━━━━━ BAGIAN TEKS

Namun, akhir-akhir ini bisa
dikatakan telah terjadi ancaman kepunahan terhadap hampir semua jenis satwa liar
di wilayah Indonesia. Menurut data IUCN pada tahun 2011, jumlah satwa yang
terancam punah di wilayah Indonesia diantaranya adalah 184 jenis mamalia, 119
jenis burung, 32 jenis reptil, dan 32 jenis amfibi. Jumlah satwa terancam punah
tentu akan terus meningkat seiring dengan bertambahnya waktu. Banyak literatur
yang menyatakan bahwa penyebab utama penurunan kuantitas dan kualitas kekayaan
hayati satwa di Indonesia adalah rusaknya habitat tempat satwa hidup serta
adanya peningkatan perdagangan satwa liar. Dua kondisi tersebut sangatlah
berkaitan erat. Pola pembangunan dan perekonomian yang kurang berpihak kepada
kelestarian lingkungan hidup telah dituding sebagai salah satu penyebabnya.
Selain itu, jika dicermati lebih mendalam, kurangnya pemahaman dan penerapan
prinsip-prinsip kesejahteraan hewan/satwa juga menjadi penyebab pokok terhadap
penurunan kekayaan hayati satwa liar Indonesia. Konflik antara manusia dengan
satwa liar di sekitar kawasan konservasi, buruknya pengelolaan beberapa lembaga
konservasi satwa, serta eksploitasi terhadap pemanfaatan satwa liar yang
meningkat akhir-akhir ini merupakan contoh kecil dari lemahnya pemahaman dan
penerapan kesejahteraan hewan di Republik Indonesia.
Kesejahteraan Hewan
Menurut Undang-Undang No. 18 Tahun
2009 tentang Peternakan dan Kesehatan Hewan, kesejahteraan hewan adalah segala
urusan yang berhubungan dengan keadaan fisik dan mental hewan menurut ukuran
perilaku alami hewan yang perlu diterapkan dan ditegakkan untuk melindungi
hewan dari perlakuan setiap orang yang tidak layak terhadap hewan yang
dimanfaatkan manusia. Menurut undang-undang tersebut, penyelenggaraan
kesejahteraan hewan dilaksanakan oleh pemerintah dan pemerintah daerah bersama
masyarakat. Di dalam kesejahteraan hewan dikenal lima prinsip freedom, yaitu freedom from hunger and thirst (bebas dari rasa lapar dan haus); freedom from discomfort (bebas dari rasa
tidak nyaman); freedom from pain, injury,
and disease (bebas dari rasa sakit, luka, dan penyakit); freedom from fear and distress (bebas
dari rasa takut dan tertekan); serta freedom
to express natural behavior (bebas untuk mengekspresikan tingkah laku
alamiahnya). Kesejahteraan hewan dapat dikatakan sebagai “hak asasi” untuk
hewan/satwa. Hak tersebut merupakan hak pokok bagi satwa untuk diperlakukan sebagaimana
mestinya sebagai sesama makhluk ciptaan Tuhan dan sebagai dasar bagi
kelangsungan hidup satwa beserta segala hal yang menyertainya (habitat satwa). Selain
itu, khusus untuk satwa liar dilindungi juga sudah tertulis jelas aturannya di
Undang-Undang No. 5 Tahun 1990 tentang Konservasi Sumber Daya Alam Hayati dan
Ekosistemnya.

━━━━━━━━━━

[SOAL A] Ringkaslah paragraf dalam teks tentang satwa liar Indonesia yang diawali "Menurut Undang-Undang No. 18 Tahun 2009" menjadi daftar berbutir yang memuat fakta-fakta utamanya.
[SOAL B] Tulis lanjutan teks tentang satwa liar Indonesia, dimulai setelah kalimat terakhirnya.
Baris-baris data tidak dipakai dalam tugas apa pun.

━━━━━ DATA YANG DISEDIAKAN

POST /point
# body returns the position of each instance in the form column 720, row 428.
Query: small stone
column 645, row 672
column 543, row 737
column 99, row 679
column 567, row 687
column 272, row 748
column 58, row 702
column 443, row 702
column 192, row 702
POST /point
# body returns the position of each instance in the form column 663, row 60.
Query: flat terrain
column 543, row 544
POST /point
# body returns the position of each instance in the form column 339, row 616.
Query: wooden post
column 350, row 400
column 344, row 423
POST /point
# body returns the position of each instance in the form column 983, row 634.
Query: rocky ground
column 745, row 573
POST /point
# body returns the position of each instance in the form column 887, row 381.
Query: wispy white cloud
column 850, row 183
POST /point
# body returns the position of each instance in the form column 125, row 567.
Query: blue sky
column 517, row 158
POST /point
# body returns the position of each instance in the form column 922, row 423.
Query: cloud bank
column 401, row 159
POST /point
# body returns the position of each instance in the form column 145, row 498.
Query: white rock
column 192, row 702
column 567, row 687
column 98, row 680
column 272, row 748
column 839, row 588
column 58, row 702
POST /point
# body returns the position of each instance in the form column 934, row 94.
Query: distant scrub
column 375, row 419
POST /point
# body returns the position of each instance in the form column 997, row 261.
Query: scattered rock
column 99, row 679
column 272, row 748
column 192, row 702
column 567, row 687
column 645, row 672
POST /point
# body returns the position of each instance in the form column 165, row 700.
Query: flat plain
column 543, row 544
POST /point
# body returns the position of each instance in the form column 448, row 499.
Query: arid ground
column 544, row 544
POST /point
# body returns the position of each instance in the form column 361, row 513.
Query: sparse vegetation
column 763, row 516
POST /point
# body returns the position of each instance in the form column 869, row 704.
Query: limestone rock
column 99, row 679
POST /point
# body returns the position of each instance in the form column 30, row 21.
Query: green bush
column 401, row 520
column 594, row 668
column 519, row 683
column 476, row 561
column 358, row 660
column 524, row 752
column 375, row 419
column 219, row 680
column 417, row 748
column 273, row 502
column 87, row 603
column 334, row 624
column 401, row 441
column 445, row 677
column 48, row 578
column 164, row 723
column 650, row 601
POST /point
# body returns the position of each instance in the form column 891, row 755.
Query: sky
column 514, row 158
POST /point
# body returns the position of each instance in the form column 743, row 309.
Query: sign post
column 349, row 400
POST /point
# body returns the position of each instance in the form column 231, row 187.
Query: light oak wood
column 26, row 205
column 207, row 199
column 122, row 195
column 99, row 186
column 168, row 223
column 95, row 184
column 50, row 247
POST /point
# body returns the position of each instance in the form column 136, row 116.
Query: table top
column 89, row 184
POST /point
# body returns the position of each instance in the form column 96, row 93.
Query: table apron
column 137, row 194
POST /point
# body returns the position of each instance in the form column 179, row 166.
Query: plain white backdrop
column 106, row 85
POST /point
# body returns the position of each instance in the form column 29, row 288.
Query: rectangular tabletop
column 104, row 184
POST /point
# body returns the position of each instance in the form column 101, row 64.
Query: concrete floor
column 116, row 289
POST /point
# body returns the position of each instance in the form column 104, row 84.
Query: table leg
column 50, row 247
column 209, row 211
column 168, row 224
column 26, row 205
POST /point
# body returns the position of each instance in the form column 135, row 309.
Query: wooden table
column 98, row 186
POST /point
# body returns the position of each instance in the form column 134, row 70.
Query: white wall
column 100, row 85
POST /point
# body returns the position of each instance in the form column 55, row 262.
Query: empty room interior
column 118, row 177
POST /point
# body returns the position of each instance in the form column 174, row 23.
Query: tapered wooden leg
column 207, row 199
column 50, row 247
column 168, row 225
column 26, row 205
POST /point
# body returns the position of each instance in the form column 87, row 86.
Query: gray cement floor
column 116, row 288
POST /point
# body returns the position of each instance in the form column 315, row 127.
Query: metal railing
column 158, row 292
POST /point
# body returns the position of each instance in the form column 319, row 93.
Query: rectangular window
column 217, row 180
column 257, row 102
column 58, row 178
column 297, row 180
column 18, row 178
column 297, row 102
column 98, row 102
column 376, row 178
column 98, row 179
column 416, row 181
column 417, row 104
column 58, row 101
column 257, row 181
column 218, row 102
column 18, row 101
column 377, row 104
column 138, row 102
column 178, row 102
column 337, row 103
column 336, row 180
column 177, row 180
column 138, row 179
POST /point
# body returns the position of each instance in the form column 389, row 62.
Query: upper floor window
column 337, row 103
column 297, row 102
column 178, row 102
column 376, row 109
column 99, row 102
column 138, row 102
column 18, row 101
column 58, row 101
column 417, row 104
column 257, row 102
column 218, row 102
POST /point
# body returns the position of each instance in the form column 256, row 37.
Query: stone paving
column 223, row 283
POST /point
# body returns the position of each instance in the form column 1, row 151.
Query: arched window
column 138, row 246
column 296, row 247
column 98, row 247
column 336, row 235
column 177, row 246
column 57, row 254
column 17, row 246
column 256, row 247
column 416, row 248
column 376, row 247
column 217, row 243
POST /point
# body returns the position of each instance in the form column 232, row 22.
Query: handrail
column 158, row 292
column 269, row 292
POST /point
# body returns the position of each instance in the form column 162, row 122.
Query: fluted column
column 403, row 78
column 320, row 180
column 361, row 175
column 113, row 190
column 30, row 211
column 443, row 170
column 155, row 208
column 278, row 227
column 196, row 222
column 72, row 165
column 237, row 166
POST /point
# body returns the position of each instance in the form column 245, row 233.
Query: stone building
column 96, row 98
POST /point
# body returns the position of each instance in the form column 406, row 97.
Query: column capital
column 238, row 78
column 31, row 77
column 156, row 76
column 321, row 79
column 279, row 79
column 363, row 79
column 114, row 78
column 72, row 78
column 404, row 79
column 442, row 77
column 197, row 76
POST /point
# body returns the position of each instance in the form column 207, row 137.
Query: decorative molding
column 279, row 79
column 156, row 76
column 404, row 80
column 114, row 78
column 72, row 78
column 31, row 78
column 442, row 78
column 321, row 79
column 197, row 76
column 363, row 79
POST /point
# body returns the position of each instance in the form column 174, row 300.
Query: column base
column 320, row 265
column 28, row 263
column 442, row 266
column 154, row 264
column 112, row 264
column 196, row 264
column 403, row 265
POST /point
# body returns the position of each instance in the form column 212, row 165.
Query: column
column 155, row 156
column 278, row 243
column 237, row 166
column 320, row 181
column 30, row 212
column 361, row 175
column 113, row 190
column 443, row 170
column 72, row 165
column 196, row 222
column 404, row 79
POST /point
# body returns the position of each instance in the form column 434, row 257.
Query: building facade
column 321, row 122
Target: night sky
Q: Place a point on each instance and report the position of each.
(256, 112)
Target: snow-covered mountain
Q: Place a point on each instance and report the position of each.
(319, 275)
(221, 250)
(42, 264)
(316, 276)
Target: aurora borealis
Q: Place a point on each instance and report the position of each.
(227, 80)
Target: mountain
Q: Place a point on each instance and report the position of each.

━━━━━━━━━━

[JAWABAN LATIHAN A]
- Menurut UU No. 18 Tahun 2009 tentang Peternakan dan Kesehatan Hewan, kesejahteraan hewan adalah segala urusan yang berhubungan dengan keadaan fisik dan mental hewan menurut ukuran perilaku alaminya. Kesejahteraan hewan perlu diterapkan dan ditegakkan untuk melindungi hewan yang dimanfaatkan manusia dari perlakuan yang tidak layak.
- Penyelenggaraannya dilakukan oleh pemerintah dan pemerintah daerah bersama masyarakat.
- Ada lima prinsip freedom: bebas dari rasa lapar dan haus; bebas dari rasa tidak nyaman; bebas dari rasa sakit, luka, dan penyakit; bebas dari rasa takut dan tertekan; serta bebas mengekspresikan tingkah laku alamiahnya.
- Kesejahteraan hewan dapat disebut "hak asasi" satwa. Hak ini merupakan hak pokok untuk diperlakukan sebagaimana mestinya sebagai sesama makhluk ciptaan Tuhan. Hak ini juga menjadi dasar kelangsungan hidup satwa beserta habitatnya.
- Aturan khusus untuk satwa liar dilindungi tertulis dalam UU No. 5 Tahun 1990 tentang Konservasi Sumber Daya Alam Hayati dan Ekosistemnya.

[JAWABAN LATIHAN B]
Satwa liar sangatlah rentan terhadap
penyimpangan prinsip-prinsip kesejahteraan hewan. Lemahnya penerapan
kesejahteraan hewan yang telah terjadi akhir-akhir ini menjadi pertanda bagi
minimnya penghargaan masyarakat kita akan kekayaan hayati negaranya sendiri. Pemahaman
dan penerapan kesejahteraan hewan yang baik akan berbanding lurus dengan
kelestarian keanekaragaman hayati. Oleh sebab itu diperlukan penyebaran
informasi mengenai kesejahteraan hewan di masyarakat luas dan juga diperlukan
penegakan hukum terkait penyimpangan kesejahteraan hewan.
Seperti
yang diungkapkan oleh Mahatma Gandhi, the
greatness of a nation and its moral progress can be judged by the way its
animals are treated atau kemajuan moral suatu bangsa dapat dinilai
bagaimana bangsa itu memperlakukan satwanya. Maka sudah sepatutnya semua pihak
terutama yang mempunyai kaitan dengan kelestarian satwa untuk meningkatkan
penerapan prinsip-prinsip kesejahteraan hewan di dalam pengelolaannya sehingga
tercipta kelestarian kekayaan jenis satwa yang merupakan bagian dari
keanekaragaman hayati. Apabila keanekaragaman hayati negara kita terus lestari,
maka secara tidak langsung akan mengangkat derajat Republik Indonesia di mata
dunia. Dan tentunya, kita semua sebagai bangsa Indonesia akan berbangga atas
prestasi bumi Indonesia dan bangga bahwa kita telah hidup di negara dengan
kekayaan hayati yang luar biasa berlimpah.